— start —

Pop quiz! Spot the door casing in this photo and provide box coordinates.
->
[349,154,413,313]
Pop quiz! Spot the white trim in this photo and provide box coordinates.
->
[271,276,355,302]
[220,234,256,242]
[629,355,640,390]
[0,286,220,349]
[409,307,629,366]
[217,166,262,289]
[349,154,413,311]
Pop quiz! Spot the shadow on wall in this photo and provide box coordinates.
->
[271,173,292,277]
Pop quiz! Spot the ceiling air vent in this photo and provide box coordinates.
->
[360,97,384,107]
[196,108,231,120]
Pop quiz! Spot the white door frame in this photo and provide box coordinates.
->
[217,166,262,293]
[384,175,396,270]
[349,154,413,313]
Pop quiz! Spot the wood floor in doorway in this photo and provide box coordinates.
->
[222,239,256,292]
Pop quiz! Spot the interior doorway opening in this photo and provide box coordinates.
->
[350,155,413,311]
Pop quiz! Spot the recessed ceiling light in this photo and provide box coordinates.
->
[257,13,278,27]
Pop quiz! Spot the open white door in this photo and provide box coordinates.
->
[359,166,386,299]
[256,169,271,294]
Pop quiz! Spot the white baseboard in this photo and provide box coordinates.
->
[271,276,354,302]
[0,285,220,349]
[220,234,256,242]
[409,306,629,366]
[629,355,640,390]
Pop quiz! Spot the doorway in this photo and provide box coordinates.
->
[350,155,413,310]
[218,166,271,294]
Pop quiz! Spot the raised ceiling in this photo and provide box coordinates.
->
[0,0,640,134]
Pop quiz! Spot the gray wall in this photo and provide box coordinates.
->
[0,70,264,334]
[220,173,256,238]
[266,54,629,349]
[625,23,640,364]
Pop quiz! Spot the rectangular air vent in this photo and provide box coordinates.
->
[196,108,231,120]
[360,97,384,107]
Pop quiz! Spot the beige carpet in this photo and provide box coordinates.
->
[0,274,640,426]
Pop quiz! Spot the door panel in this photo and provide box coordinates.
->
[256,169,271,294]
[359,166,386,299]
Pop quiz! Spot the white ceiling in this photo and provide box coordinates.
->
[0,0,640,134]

— end —
— start —

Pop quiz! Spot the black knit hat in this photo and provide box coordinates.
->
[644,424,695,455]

— end —

- Set problem -
Count the lines of the records that contain the word "doorway", and reply with only that number.

- Reply -
3